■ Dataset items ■
########################################

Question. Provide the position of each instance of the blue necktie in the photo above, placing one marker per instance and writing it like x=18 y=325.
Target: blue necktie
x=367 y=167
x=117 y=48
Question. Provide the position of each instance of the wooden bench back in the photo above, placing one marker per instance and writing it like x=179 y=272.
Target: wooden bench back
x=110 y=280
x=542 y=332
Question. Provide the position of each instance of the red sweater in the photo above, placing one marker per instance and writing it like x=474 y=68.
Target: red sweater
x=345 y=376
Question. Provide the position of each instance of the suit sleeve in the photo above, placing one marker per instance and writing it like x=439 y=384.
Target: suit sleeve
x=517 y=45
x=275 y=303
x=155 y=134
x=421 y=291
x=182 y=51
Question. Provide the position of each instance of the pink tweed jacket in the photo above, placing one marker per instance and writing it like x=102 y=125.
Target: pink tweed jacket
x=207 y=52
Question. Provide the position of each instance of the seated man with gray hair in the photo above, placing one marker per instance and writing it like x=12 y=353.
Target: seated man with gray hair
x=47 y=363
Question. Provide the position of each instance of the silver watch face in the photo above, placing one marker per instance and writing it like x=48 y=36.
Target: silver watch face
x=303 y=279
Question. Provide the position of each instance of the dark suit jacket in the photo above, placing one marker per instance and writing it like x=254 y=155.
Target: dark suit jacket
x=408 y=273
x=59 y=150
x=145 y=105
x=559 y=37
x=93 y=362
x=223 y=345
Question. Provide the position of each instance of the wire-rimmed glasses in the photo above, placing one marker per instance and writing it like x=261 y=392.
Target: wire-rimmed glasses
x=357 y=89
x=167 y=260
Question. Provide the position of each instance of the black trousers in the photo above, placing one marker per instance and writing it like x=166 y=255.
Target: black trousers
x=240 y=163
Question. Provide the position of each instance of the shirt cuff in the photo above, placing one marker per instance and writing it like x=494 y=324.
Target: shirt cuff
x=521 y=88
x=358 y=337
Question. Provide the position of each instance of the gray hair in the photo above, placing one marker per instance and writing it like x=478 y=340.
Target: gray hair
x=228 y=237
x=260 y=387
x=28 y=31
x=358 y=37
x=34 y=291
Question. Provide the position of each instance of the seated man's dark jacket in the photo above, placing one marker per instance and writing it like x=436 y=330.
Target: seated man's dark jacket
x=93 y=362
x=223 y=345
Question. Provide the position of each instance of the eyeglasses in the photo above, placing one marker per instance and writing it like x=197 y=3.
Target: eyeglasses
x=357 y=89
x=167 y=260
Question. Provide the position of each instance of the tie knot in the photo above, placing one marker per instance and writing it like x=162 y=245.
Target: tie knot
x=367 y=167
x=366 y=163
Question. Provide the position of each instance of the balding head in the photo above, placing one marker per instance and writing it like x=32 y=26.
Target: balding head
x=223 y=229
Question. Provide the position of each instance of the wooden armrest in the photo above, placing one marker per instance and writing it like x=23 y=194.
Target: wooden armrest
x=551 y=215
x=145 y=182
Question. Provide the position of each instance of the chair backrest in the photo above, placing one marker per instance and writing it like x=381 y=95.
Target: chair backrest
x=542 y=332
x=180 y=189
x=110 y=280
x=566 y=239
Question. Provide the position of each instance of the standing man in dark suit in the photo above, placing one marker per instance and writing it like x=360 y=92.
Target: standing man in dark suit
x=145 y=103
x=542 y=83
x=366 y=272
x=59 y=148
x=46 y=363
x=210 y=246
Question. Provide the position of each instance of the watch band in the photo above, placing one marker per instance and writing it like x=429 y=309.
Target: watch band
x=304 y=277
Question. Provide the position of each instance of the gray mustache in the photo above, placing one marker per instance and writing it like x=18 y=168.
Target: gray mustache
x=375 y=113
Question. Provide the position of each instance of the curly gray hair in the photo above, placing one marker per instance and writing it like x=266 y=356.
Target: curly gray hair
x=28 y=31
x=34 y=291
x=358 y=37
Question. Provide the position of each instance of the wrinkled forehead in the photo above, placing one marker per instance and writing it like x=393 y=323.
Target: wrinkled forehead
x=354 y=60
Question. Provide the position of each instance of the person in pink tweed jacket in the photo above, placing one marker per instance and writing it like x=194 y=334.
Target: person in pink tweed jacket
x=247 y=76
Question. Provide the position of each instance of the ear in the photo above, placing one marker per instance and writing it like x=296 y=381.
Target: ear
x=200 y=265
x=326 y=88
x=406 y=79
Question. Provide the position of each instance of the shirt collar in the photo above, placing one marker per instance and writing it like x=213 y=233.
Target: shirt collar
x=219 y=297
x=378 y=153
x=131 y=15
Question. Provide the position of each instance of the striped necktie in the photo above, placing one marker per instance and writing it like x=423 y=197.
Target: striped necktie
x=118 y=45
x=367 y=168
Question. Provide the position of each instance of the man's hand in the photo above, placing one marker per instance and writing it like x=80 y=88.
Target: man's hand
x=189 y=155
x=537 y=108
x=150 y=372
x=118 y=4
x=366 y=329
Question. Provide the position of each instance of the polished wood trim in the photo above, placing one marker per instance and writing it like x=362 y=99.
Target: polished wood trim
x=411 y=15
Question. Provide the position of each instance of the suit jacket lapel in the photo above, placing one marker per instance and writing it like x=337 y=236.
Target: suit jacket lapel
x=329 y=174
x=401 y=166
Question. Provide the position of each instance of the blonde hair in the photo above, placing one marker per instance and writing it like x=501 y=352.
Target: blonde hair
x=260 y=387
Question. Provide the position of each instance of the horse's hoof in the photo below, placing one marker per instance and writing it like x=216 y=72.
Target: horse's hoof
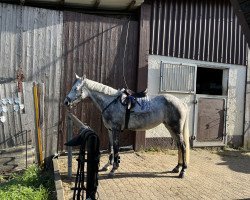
x=175 y=170
x=104 y=169
x=181 y=175
x=111 y=175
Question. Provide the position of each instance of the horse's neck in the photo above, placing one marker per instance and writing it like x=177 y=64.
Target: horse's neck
x=101 y=94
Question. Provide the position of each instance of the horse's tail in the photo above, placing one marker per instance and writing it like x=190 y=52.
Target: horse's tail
x=186 y=138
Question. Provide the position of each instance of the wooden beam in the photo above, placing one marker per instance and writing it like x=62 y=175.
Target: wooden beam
x=142 y=73
x=97 y=3
x=22 y=2
x=247 y=108
x=242 y=19
x=131 y=5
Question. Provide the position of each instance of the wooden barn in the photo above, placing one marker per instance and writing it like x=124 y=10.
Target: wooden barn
x=195 y=50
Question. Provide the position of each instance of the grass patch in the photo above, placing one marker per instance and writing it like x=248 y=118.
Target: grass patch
x=33 y=184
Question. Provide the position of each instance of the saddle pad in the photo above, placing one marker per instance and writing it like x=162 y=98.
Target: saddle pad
x=142 y=105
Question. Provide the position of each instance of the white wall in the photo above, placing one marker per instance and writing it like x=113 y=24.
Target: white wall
x=236 y=92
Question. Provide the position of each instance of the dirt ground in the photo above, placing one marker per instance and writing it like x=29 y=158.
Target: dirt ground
x=146 y=175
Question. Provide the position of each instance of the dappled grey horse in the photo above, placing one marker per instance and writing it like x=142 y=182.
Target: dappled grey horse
x=165 y=109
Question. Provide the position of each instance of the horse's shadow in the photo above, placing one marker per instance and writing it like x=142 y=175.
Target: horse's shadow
x=238 y=161
x=119 y=175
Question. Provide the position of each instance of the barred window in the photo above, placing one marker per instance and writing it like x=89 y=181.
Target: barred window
x=177 y=78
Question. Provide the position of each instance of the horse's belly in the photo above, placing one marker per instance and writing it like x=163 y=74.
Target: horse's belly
x=145 y=121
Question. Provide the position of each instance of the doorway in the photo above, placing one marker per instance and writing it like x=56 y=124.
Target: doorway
x=210 y=106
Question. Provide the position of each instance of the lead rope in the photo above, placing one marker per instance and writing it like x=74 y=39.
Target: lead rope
x=123 y=71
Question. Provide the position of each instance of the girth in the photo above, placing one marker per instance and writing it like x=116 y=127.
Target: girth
x=129 y=101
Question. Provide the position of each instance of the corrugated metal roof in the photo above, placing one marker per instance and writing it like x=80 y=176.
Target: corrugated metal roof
x=199 y=30
x=96 y=4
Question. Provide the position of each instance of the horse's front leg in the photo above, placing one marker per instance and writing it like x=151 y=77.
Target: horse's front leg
x=111 y=152
x=115 y=134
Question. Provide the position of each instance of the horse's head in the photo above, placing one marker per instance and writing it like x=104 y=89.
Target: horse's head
x=77 y=93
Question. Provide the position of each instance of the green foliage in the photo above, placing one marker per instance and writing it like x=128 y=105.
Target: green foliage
x=32 y=184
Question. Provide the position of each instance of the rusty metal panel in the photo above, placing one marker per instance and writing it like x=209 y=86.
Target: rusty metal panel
x=31 y=46
x=94 y=46
x=211 y=121
x=200 y=30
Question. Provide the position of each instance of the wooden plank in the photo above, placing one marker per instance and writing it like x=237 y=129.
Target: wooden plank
x=2 y=132
x=247 y=108
x=14 y=159
x=142 y=74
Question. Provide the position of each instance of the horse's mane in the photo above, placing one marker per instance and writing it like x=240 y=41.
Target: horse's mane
x=99 y=87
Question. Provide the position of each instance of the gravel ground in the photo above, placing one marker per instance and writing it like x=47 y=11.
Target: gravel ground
x=146 y=175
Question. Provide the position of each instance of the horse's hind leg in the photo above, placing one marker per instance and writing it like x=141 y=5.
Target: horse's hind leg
x=178 y=166
x=116 y=133
x=181 y=148
x=182 y=156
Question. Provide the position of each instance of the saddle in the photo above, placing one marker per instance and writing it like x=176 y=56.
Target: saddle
x=129 y=99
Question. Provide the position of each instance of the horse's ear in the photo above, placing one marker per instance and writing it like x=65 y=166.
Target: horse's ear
x=77 y=77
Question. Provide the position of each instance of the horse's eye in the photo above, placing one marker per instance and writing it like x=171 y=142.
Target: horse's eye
x=78 y=88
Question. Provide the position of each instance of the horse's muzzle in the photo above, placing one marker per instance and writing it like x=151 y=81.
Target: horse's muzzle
x=67 y=101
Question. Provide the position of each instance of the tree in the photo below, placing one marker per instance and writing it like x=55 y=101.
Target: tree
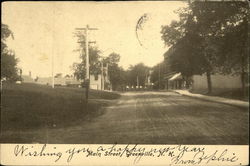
x=138 y=73
x=115 y=72
x=94 y=60
x=8 y=60
x=198 y=37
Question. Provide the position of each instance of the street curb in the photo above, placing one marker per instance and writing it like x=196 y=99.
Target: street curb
x=244 y=105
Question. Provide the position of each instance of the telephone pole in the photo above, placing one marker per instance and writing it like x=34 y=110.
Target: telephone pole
x=87 y=81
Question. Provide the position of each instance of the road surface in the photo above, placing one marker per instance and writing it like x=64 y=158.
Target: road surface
x=156 y=118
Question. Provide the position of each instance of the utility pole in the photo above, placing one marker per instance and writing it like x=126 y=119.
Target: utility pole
x=87 y=81
x=137 y=82
x=102 y=78
x=159 y=76
x=53 y=78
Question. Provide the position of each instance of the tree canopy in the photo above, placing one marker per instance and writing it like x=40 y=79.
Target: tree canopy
x=210 y=37
x=8 y=60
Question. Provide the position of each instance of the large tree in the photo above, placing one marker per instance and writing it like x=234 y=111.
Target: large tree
x=8 y=60
x=197 y=39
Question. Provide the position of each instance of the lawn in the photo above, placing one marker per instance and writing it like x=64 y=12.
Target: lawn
x=32 y=106
x=235 y=93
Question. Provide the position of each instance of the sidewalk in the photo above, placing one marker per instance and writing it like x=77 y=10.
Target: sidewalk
x=233 y=102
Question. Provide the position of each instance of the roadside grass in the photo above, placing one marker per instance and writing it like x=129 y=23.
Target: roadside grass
x=32 y=106
x=235 y=93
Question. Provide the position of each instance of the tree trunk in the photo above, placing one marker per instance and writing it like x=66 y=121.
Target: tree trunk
x=243 y=85
x=209 y=82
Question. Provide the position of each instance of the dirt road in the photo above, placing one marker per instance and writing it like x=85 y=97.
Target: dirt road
x=155 y=118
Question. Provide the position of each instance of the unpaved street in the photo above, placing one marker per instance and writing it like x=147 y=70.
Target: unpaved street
x=162 y=118
x=152 y=118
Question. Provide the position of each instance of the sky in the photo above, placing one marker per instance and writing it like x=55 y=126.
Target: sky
x=43 y=30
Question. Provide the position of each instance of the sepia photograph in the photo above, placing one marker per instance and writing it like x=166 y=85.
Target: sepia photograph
x=141 y=72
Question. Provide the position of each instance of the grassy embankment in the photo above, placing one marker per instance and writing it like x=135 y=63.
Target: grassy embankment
x=31 y=106
x=235 y=93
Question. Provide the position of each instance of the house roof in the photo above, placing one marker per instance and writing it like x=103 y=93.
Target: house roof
x=176 y=77
x=27 y=78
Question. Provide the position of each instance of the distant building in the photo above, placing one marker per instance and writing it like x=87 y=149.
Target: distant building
x=99 y=81
x=59 y=81
x=27 y=78
x=219 y=81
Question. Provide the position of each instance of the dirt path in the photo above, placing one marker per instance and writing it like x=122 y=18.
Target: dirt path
x=156 y=118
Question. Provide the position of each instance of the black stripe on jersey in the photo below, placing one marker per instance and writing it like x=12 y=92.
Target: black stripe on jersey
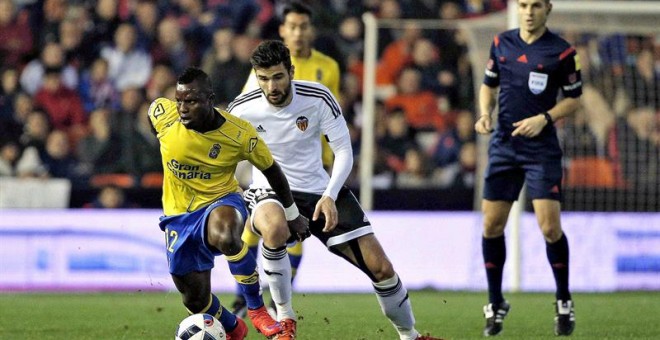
x=254 y=94
x=305 y=90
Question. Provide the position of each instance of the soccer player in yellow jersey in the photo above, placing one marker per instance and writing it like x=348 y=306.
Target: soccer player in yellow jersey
x=204 y=213
x=297 y=32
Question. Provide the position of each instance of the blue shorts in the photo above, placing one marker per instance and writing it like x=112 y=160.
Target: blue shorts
x=185 y=238
x=508 y=170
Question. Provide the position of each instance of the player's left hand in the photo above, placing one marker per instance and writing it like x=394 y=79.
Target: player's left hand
x=529 y=127
x=327 y=207
x=299 y=229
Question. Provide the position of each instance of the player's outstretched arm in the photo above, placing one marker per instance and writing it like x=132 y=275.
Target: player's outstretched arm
x=298 y=224
x=484 y=124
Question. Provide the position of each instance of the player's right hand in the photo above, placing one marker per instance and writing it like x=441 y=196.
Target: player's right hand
x=484 y=125
x=299 y=229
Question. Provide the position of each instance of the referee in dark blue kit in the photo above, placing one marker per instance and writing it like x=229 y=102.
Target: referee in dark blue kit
x=529 y=65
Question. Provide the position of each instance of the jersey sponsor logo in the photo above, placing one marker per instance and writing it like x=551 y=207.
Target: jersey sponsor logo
x=158 y=110
x=186 y=171
x=537 y=82
x=253 y=144
x=572 y=86
x=302 y=122
x=491 y=74
x=215 y=151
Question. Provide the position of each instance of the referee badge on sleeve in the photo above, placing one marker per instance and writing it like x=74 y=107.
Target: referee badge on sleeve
x=537 y=82
x=302 y=122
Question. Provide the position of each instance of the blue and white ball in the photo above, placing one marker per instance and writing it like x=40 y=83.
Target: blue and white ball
x=200 y=327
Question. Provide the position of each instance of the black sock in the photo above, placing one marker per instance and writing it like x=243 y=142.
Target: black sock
x=494 y=252
x=558 y=257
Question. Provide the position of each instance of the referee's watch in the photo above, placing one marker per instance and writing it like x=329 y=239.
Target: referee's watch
x=548 y=117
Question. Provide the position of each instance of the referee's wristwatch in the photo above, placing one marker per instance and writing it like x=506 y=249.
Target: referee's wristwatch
x=548 y=117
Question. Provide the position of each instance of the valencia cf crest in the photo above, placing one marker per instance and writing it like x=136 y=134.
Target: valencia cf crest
x=302 y=122
x=215 y=151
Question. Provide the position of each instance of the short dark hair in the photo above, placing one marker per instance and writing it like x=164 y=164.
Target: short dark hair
x=296 y=7
x=270 y=53
x=192 y=74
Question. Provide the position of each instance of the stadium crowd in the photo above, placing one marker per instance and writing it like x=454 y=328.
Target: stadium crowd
x=77 y=77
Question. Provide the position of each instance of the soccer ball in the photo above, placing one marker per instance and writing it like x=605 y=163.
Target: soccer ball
x=200 y=327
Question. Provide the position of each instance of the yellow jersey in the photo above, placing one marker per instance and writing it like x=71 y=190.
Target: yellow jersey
x=199 y=167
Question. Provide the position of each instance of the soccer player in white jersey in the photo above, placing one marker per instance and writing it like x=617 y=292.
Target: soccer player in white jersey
x=289 y=115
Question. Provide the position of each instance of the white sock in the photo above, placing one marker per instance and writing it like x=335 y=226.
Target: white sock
x=278 y=274
x=395 y=304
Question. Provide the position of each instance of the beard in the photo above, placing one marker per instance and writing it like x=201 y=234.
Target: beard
x=278 y=98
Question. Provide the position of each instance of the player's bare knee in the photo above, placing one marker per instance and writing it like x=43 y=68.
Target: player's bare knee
x=275 y=235
x=492 y=230
x=194 y=302
x=384 y=270
x=493 y=226
x=551 y=233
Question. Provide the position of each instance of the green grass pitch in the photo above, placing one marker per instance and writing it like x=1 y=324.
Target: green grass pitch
x=451 y=315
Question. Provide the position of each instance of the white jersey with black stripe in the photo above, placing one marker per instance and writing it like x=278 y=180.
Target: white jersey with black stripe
x=292 y=132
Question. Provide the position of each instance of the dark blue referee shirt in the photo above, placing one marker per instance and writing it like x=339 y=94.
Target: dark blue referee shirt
x=529 y=77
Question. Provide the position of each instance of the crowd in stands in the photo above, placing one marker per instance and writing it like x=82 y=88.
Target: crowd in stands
x=77 y=78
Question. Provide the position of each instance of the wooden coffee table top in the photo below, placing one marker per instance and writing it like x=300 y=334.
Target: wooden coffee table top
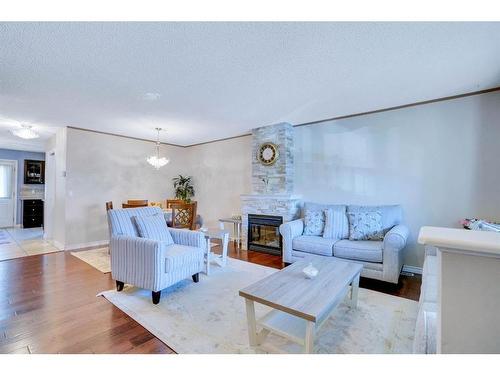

########################################

■ Task directions ■
Render the section of the rows above that begins with the line containing "Question. Provide the position of each instance of the large" and ends with the line containing "x=233 y=102" as a JSON list of strings, one string per line and no blank lines.

■ Finished task ■
[
  "Question. Provide the position of each instance of the large tree in the photo above, placing one marker per instance and writing it like x=234 y=111.",
  "Target: large tree",
  "x=8 y=60",
  "x=197 y=39",
  "Question. Provide the position of each instance of the lawn in the photo above, placing one marker per instance and writing it like x=64 y=12.",
  "Target: lawn",
  "x=32 y=106",
  "x=235 y=93",
  "Question. Provide the position of each instance of the sidewalk in the photo above, placing one marker per instance and writing it like x=77 y=10.",
  "Target: sidewalk",
  "x=233 y=102"
]